** Start of DATA FOR PROCESSING **

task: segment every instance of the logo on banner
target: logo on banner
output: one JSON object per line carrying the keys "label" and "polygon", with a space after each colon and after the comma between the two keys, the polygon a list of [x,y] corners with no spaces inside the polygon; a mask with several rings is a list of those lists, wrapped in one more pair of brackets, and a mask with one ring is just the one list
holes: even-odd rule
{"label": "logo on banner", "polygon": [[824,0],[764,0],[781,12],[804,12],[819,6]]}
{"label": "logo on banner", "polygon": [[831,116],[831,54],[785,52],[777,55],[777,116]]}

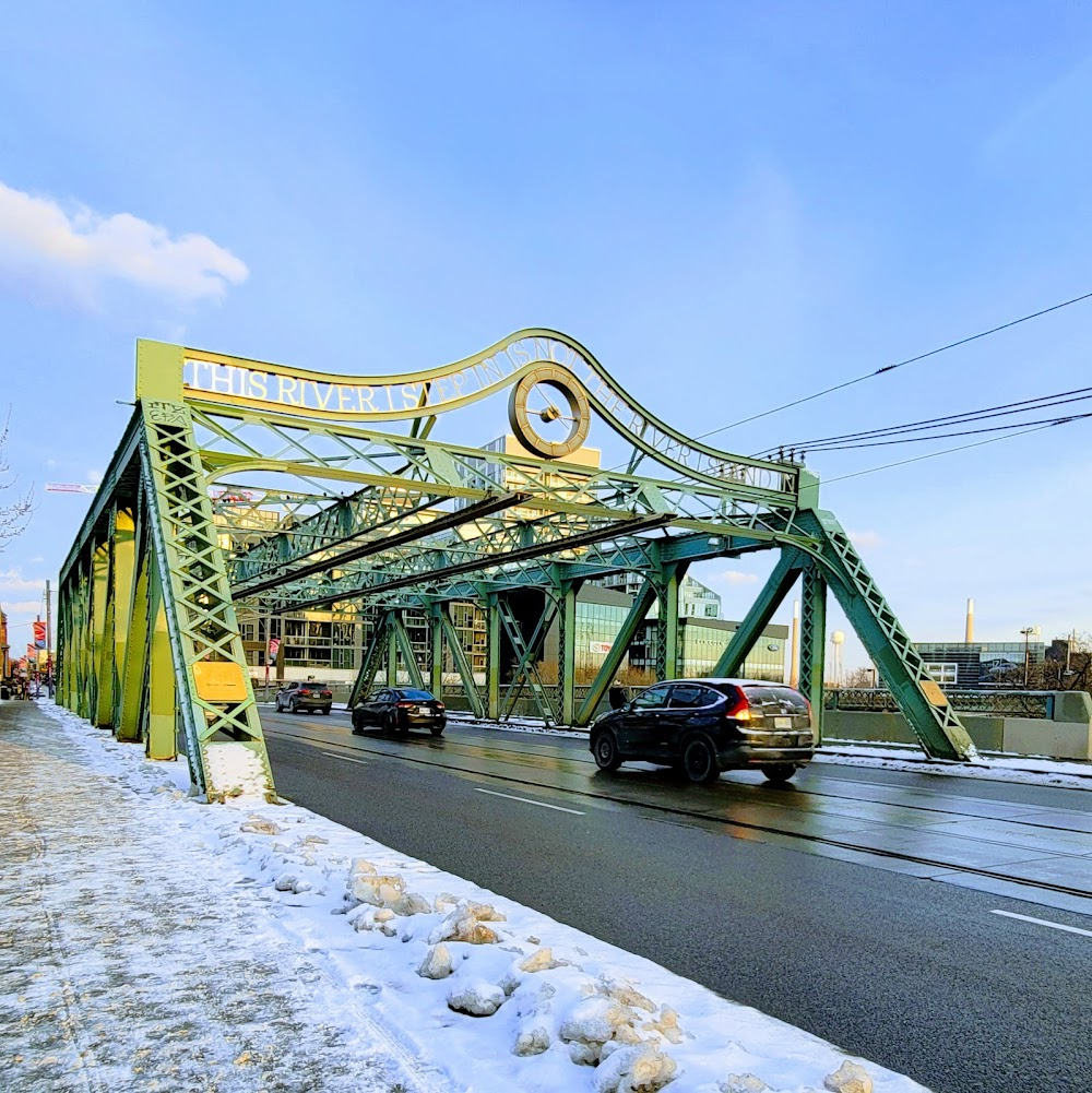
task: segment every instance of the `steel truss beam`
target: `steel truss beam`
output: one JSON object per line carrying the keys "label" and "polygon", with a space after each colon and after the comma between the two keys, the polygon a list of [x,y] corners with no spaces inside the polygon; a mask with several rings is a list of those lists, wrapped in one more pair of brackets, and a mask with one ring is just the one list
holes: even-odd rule
{"label": "steel truss beam", "polygon": [[[555,332],[520,337],[514,345],[526,349],[533,340],[548,353],[567,345],[573,360],[587,357]],[[586,725],[657,600],[658,674],[679,674],[678,595],[688,566],[759,550],[778,550],[780,560],[718,673],[739,670],[801,580],[801,686],[819,727],[830,588],[926,750],[974,757],[959,718],[853,544],[834,517],[818,509],[818,479],[803,467],[706,449],[644,411],[634,418],[641,424],[625,473],[441,443],[430,438],[433,372],[418,377],[424,378],[420,402],[407,414],[413,422],[408,436],[327,420],[314,406],[293,413],[293,406],[304,406],[298,401],[262,409],[256,397],[240,396],[228,404],[234,396],[225,401],[213,388],[204,395],[183,388],[187,352],[138,345],[137,413],[62,569],[58,670],[66,704],[122,739],[143,739],[150,754],[173,754],[180,733],[195,785],[210,799],[231,791],[240,754],[266,792],[274,792],[236,600],[273,612],[337,604],[343,615],[375,613],[351,703],[384,666],[390,681],[404,671],[414,683],[427,678],[442,690],[450,656],[477,714],[509,715],[529,691],[551,721]],[[545,360],[539,352],[532,363]],[[486,367],[491,357],[480,356],[467,367]],[[221,362],[206,366],[261,372],[255,362]],[[267,376],[295,383],[291,369],[266,367]],[[585,391],[597,412],[609,416],[610,406],[629,404],[601,366],[588,367],[577,379],[591,384]],[[530,369],[518,365],[512,381]],[[313,377],[298,383],[312,384],[326,406],[337,393],[336,377]],[[377,416],[397,416],[394,404]],[[682,473],[637,475],[642,460],[660,475]],[[642,591],[577,704],[577,589],[619,572],[641,575]],[[537,602],[532,591],[544,609],[517,618],[514,604],[526,613]],[[459,600],[485,613],[484,695],[449,615]],[[414,656],[407,611],[427,622],[426,665]],[[553,625],[556,683],[539,668]],[[504,680],[502,656],[512,669]]]}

** End of DATA FOR PROCESSING **

CHALLENGE
How many lines in the rows above contain the string "banner"? Reply with only the number.

TASK RESPONSE
4